Elle a terrassé le seul qui osait la défier. Thierry Breton, 69 ans, l’ex-commissaire européen Français qui vient de claquer la porte, était en effet l’un des rares à s’être publiquement confronté à Ursula von der Leyen. Fort de son bilan depuis cinq ans (mutualisation des achats de vaccins, mise sur pied d’une nouvelle base pour l’industrie européenne de la défense, bras de fer avec les plates-formes numériques américaines), l’ancien ministre des Finances (2005-2007) croyait avoir fait passer son message avec succès.

Las. Emmanuel Macron l’a, ce week-end, lâché en rase campagne. C’est un autre Français, très proche du président, Stéphane Séjourné, qui sera vice-président de la Commission européenne chargé de la «prospérité» et du marché intérieur. A 65 ans, VDL, c’est son surnom en trois lettres, a gagné haut la main. Cette nouvelle Commission européenne sera plus que jamais la sienne, aux ordres de celle qui se comporte de plus en plus comme une «impératrice allemande» de l’Europe.
#####
### Consigne 1
Citez fidèlement le passage du texte extrait qui débute aux mots « Elle a terrassé » et prend fin après « message avec succès. ».
### Consigne 2
Résumez le texte extrait en deux phrases.
#####
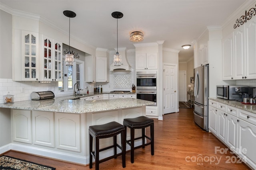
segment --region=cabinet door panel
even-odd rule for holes
[[[36,145],[54,147],[55,146],[54,113],[33,111],[33,143]]]
[[[209,129],[212,133],[217,135],[218,110],[210,106],[209,106]]]
[[[55,113],[57,148],[80,152],[80,115]]]
[[[256,169],[256,126],[239,119],[238,125],[238,154]]]
[[[226,144],[230,147],[237,148],[237,117],[227,114],[226,119]]]
[[[13,140],[32,143],[31,111],[12,109]]]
#####
### Réponse rédigée 1
Elle a terrassé le seul qui osait la défier. Thierry Breton, 69 ans, l’ex-commissaire européen Français qui vient de claquer la porte, était en effet l’un des rares à s’être publiquement confronté à Ursula von der Leyen. Fort de son bilan depuis cinq ans (mutualisation des achats de vaccins, mise sur pied d’une nouvelle base pour l’industrie européenne de la défense, bras de fer avec les plates-formes numériques américaines), l’ancien ministre des Finances (2005-2007) croyait avoir fait passer son message avec succès.

### Réponse rédigée 2
Thierry Breton, l'ex-commissaire européen français qui vient de claquer la porte, était l'un des rares à s'être publiquement confronté à Ursula von der Leyen, et il croyait avoir fait passer son message grâce à son bilan de cinq ans. Emmanuel Macron l'a pourtant lâché au profit de Stéphane Séjourné, futur vice-président de la Commission chargé de la « prospérité » et du marché intérieur, si bien que cette nouvelle Commission sera plus que jamais celle d'Ursula von der Leyen.